## TEXT SECTION
There is no letter “p” in the Arabic language. “Falastin” is how “Falastinians” refer to themselves. Ask a Palestinian what the word means to them, the answer will rarely be short, covering geography, history, language, land, identity and culture. It will often end with the word “home”.
This much Sami Tamimi explains in his important new book of the same name. Falastin makes a fitting companion piece to Jerusalem, the landmark cookbook he co-authored with Yotam Ottolenghi, but it’s more than that.
London-based Tamimi toured the Israeli-occupied West Bank in Palestine with a talented writer from the Ottolenghi stable,Tara Wigley. Throughout the book, they lay before the reader the everyday difficulties encountered by Palestinians under Israel’s occupation: the Separation Wall, army checkpoints, all manner of demoralising administrative challenge. But the book they have produced, while it acknowledges the ongoing grimness of the “facts on the ground”, is first and foremost, joyous: a celebration of the food and people of Palestine. When I visited Palestine in 2009 to learn how Fairtrade foods – olive oil, freekeh, maftoul, za’atar and more – are produced there, I wasn’t sure what to expect.
Mainstream media reporting of Palestine is framed as two sides of an evenly balanced conflict, rather than as an illegal occupation, and is routinely shorn of any explanatory historical context. It encourages the casual observer to see Palestine as a simmering war zone. Sometimes it can be but, more often, Palestine is a wonderful place to be, its beautiful and varied landscapes home to dignified, productive people whose national identity expresses itself irrepressibly through its deep-rooted food culture. You can visit the West Bank as a tourist. Read Falastin and you might feel an urge to do that.
Driving around Bethlehem, the satnav Waze offered the authors no directions, simply warning they were “entering an area of high risk”.

## TASKS TO PERFORM
- a) In the review of Falastin, what did the satnav Waze warn the authors while they were driving around Bethlehem?
- b) List every Fairtrade food that the review of Falastin names.
- c) Write the next part of the review of Falastin, beginning right after its final sentence.

## RAW DATA

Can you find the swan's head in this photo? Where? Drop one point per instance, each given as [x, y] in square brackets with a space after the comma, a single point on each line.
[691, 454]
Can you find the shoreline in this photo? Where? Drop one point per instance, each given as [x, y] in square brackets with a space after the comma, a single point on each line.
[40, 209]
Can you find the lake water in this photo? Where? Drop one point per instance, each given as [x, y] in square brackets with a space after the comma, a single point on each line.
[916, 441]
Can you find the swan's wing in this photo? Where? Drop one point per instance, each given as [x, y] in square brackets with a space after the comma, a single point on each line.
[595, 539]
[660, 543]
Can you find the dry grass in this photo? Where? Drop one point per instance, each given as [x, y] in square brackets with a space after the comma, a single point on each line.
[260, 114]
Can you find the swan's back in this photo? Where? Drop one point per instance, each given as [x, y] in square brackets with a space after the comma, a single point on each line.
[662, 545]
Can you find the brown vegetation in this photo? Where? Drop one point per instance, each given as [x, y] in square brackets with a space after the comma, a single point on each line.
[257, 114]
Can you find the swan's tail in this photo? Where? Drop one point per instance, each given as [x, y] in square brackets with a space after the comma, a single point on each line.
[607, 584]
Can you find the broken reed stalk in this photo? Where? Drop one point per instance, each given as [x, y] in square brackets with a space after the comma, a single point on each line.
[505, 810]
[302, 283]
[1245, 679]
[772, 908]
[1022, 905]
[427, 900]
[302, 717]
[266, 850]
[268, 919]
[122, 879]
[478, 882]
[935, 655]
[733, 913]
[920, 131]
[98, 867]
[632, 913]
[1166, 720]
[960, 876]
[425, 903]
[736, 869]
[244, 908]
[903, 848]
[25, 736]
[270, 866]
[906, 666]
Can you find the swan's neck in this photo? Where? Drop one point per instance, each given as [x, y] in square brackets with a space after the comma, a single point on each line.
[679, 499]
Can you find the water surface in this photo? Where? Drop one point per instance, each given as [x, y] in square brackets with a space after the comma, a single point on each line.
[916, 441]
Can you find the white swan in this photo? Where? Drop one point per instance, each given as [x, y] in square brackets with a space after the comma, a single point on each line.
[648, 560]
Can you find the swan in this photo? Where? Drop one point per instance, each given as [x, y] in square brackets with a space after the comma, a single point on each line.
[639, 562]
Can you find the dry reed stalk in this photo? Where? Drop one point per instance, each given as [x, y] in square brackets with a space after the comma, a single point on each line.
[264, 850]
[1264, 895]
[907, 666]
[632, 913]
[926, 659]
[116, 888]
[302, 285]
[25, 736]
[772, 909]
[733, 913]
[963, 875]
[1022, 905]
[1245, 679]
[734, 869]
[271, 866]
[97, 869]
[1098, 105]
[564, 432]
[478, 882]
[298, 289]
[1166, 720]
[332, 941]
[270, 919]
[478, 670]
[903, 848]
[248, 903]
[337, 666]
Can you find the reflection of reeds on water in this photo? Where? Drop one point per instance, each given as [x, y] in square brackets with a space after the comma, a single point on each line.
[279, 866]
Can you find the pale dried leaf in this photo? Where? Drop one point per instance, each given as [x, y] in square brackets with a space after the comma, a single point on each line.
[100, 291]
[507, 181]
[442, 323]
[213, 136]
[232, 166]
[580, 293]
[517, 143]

--

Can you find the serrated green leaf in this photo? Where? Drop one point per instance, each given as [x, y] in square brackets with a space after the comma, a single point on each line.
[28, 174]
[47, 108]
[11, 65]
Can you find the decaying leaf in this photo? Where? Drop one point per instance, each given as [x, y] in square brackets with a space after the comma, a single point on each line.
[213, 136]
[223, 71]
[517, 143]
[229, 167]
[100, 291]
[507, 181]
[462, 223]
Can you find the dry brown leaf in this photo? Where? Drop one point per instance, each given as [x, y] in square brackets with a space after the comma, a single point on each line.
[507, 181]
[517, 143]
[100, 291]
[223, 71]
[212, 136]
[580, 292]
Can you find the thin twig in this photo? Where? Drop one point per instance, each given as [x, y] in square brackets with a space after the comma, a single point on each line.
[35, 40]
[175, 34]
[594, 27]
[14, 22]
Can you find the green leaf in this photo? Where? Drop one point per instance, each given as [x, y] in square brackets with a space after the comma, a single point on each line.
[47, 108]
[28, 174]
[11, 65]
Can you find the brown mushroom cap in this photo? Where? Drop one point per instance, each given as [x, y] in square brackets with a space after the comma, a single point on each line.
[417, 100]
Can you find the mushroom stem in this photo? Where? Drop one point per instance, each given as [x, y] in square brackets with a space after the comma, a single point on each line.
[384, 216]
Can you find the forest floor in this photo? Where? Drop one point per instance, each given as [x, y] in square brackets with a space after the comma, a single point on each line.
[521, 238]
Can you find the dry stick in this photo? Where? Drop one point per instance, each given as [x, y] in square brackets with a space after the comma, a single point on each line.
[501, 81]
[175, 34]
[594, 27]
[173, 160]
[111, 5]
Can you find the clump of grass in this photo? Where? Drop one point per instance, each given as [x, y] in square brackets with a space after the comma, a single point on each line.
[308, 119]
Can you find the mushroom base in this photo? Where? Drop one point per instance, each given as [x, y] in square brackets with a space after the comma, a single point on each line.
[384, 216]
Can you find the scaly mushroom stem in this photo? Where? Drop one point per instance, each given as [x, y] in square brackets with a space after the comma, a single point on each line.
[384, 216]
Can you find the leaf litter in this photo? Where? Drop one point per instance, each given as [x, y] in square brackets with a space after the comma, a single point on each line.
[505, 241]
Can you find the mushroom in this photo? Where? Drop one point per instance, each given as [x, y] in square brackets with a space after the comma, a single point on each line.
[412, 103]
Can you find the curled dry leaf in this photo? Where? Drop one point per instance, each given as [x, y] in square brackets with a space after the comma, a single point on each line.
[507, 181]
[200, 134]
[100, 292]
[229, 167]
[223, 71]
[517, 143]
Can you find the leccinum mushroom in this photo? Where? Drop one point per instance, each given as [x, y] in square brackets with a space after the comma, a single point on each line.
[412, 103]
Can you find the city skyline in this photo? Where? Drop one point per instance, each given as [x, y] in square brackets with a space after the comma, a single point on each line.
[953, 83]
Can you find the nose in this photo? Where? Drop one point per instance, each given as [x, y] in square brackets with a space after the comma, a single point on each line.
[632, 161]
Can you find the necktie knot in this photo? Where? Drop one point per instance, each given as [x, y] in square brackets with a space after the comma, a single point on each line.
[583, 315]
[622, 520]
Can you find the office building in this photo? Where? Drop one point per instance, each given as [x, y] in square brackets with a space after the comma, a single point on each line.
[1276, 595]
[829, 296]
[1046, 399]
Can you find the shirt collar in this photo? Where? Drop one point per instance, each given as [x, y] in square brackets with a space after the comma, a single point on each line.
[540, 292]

---

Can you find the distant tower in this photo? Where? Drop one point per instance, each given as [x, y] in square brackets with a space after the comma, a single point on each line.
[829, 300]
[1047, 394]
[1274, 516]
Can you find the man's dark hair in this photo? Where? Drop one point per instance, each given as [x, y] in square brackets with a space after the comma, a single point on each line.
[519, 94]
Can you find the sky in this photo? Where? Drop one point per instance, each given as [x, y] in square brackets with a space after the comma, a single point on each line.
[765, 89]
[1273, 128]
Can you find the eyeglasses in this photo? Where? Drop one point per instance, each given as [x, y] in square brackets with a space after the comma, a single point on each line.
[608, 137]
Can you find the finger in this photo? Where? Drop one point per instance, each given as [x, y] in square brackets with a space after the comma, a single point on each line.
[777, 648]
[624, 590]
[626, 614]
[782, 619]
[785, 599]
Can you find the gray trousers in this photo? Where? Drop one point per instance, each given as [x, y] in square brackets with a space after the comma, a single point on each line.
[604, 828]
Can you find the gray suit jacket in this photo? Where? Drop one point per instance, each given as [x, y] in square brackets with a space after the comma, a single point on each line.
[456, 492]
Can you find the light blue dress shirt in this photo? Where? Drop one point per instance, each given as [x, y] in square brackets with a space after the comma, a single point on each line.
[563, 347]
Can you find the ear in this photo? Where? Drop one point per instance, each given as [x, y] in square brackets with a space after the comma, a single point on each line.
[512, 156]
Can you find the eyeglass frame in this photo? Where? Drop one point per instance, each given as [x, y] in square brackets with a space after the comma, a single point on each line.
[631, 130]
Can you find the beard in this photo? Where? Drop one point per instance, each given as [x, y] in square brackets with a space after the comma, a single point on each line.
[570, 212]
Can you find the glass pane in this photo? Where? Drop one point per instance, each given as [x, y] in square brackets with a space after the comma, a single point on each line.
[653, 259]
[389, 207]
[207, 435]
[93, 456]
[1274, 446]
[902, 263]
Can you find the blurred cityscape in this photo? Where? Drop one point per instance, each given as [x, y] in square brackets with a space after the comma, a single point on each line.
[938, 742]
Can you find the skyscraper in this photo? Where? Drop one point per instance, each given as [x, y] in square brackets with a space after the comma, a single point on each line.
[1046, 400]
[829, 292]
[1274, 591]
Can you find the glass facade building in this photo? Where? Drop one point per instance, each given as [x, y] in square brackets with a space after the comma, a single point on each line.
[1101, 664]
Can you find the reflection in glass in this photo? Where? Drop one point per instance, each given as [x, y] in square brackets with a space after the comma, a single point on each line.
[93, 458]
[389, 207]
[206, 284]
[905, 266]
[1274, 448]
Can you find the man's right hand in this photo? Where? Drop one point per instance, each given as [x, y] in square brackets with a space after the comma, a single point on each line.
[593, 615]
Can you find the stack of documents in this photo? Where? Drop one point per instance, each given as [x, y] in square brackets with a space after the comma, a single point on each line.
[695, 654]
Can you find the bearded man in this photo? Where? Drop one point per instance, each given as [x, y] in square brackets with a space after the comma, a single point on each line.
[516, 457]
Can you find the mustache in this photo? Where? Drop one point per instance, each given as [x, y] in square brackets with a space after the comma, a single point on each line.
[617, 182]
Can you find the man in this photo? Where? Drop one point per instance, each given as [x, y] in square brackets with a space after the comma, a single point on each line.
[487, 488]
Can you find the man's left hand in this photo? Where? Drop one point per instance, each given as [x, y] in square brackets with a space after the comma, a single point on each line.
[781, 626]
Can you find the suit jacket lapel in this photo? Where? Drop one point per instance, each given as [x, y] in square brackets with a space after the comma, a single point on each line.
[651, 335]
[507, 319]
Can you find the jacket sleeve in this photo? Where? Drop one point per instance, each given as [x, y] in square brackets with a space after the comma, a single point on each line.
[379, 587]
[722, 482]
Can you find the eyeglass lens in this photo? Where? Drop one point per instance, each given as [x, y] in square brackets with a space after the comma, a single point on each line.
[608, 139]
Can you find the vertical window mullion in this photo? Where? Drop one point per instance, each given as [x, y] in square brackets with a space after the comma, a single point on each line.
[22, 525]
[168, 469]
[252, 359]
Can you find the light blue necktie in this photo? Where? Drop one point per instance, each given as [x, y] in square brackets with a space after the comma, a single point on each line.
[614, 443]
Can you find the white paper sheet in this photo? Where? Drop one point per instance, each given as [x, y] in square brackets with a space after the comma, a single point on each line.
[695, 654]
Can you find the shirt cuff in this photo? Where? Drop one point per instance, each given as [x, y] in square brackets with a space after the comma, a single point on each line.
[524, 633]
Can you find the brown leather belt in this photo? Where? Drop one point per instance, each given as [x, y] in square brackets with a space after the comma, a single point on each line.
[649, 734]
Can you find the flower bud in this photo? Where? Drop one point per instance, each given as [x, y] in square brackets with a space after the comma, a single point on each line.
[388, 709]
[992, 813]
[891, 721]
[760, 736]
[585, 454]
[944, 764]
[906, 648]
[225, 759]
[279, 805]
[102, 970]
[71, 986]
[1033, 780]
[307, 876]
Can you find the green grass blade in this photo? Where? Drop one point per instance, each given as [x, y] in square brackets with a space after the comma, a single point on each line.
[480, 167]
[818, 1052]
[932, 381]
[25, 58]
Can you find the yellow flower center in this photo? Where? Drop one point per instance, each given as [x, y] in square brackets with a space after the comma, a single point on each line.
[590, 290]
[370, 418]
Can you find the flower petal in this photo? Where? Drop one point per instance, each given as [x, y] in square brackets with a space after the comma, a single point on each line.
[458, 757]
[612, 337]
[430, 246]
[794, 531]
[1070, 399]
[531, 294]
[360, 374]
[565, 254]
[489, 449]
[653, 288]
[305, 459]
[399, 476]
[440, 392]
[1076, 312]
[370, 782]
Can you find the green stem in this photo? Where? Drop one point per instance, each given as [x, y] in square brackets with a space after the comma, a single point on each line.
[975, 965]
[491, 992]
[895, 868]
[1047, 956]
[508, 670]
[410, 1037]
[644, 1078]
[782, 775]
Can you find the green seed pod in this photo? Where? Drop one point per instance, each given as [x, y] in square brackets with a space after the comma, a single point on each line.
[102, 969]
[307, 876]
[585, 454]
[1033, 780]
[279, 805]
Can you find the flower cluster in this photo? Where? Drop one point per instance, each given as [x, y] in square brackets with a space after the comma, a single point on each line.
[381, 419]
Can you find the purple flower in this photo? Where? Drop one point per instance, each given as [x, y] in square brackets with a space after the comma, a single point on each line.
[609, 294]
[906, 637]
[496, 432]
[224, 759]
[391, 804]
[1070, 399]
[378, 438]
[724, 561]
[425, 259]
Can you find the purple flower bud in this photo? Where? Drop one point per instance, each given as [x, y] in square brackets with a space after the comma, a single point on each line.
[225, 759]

## SET OF ANSWERS
- a) It warned that they were "entering an area of high risk."

- b) Olive oil, freekeh, maftoul, za'atar

- c)
Palestinian hospitality is renowned. Visit a Palestinian home and your plate will be loaded up. Coming from a country where not finishing food is seen as rude, I had to learn that the only way to halt the flow is to leave a little. Palestinian eating-out culture is vibrant too; its markets are opulent. Nablus market stands out in my mind as one of the best I’ve visited anywhere.
How do you do justice to all this in a book? Tamimi and Wigley set down reliable, authentic recipes for Palestinian classics, such as maqlubeh el foul el akdhar: upside-down spiced rice with lamb and broad beans.
Sami also plays around with Palestinian ingredients and techniques in the manner we’ve come to expect from the Tamimi-Ottolenghi collaboration. But what makes this volume more than a lip-licking recipe book are the profiles of the people who nurture the country’s food culture. Take the Anza women’s co-operative near Jenin, where they shell almonds, sun-dry tomatoes, and blend the punchy seasoning ‘za’atar. I felt awe watching them making maftoul by hand, a skill that involves adding flour and water to minuscule balls of bulgar wheat and rolling each one in the palm of the hands. These women and their families were still living in a refugee camp after being displaced by Israel from their family homes, mainly in Haifa, decades earlier.
Women are front and centre of Palestine’s food culture. Meet the yogurt-making ladies of Bethlehem who produce goat’s and sheep’s milk labneh (strained yogurt), and kishek, hard discs of sun-dried fermented yogurt and cracked bulgur to crumble over stews, salads, or in pastries.
Just as Falastin whets the appetite, it informs and inspires deep respect for the astonishing resilience of Palestinian people. What an achievement.